China Lake is a lake in Kennebec County, Maine. Located northeast of the state capital of Augusta, China Lake is situated in the towns of China and Vassalboro. China Lake has two large basins connected by a narrow neck. The elongated eastern basin with an average depth of less than 30 ft is entirely within the town of China, and has an irregular shoreline with residences and seasonal cottages. The more nearly circular western basin extending into East Vassalboro is as deep as 85 ft, and shoreline development around the western basin has been discouraged to allow use as a water supply for Waterville and Winslow. The western basin overflows into Outlet Stream in the town of Vassalboro. Outlet Stream flows 7 mi north to discharge into the Sebasticook River in Winslow 1 mi upstream of the Kennebec River.

DATASET RECORDS:
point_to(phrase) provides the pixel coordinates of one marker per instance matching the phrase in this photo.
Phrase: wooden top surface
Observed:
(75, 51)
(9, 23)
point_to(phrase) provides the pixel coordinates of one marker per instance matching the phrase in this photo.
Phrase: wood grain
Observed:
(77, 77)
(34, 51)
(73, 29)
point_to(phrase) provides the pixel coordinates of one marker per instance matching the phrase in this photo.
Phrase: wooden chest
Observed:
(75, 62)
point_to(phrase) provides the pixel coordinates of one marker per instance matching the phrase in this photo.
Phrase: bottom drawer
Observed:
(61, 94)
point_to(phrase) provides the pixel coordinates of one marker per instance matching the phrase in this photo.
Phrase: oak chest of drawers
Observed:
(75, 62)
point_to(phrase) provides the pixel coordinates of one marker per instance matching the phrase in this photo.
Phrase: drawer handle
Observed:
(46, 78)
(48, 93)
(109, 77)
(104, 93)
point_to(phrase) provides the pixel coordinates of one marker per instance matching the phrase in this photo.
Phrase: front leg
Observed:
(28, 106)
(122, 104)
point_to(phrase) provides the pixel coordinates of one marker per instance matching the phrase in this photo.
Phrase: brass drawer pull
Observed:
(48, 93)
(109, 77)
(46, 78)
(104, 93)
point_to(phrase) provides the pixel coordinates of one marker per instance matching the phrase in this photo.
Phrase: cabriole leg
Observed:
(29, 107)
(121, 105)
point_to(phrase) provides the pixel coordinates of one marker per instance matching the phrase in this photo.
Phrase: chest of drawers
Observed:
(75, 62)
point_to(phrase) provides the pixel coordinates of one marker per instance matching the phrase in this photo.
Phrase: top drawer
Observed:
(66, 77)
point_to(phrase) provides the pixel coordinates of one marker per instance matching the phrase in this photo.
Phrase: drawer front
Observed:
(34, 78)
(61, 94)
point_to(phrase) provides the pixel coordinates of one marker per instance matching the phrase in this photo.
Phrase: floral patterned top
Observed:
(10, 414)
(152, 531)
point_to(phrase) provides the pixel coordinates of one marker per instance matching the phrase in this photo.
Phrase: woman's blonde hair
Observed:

PROMPT A: Say whether each statement agrees with the China Lake passage, answering yes or no and quoting the words that decide it: (i) The eastern basin lies wholly inside the town of China. (ii) The western basin is shallower than the eastern basin. (iii) Outlet Stream flows south and empties straight into the Kennebec River.
PROMPT B: Extend the China Lake passage with new text that picks up after its final sentence.
The listing comes from a different source than the China Lake passage.

WRITTEN RESPONSE A:
(i) Yes: "is entirely within the town of China"
(ii) No: "with an average depth of less than 30 ft" and "is as deep as 85 ft"
(iii) No: "Outlet Stream flows 7 mi north to discharge into the Sebasticook River in Winslow 1 mi upstream of the Kennebec River"

WRITTEN RESPONSE B:
Summer water temperatures in China Lake range from 72 °F near the surface to 48 °F in the deepest pools. Nutrient loading from shoreline development causes annual algal blooms with nocturnal depression of dissolved oxygen concentrations. These conditions have become unsuitable for historic populations of Atlantic salmon and lake trout. Introduced brown trout have adapted to lake conditions, and brook trout fishing has been sustained by stocking legal-size fish from surplus hatchery production. China Lake is also known locally for producing some of the most productive Largemouth Bass fishing in Maine, with several large tournaments held each summer. Other fish found in the lake include smallmouth bass, chain pickerel, white perch, yellow perch, sunfish, creek chub, white sucker, hornpout, and American eel. Public boat launch facilities are available at the north end of the eastern basin and in Vassalboro near the outlet of the western basin.